### GOAL
Copy the material below line for line, without changing anything.

### MATERIAL PROVIDED
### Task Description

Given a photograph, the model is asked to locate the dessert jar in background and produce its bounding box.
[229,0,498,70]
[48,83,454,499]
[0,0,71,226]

### RIGHT ANSWER
### Task Description

Given a photograph, the model is asked to locate the dessert jar in background and produce its bounding box.
[229,0,498,70]
[48,83,454,499]
[0,0,71,226]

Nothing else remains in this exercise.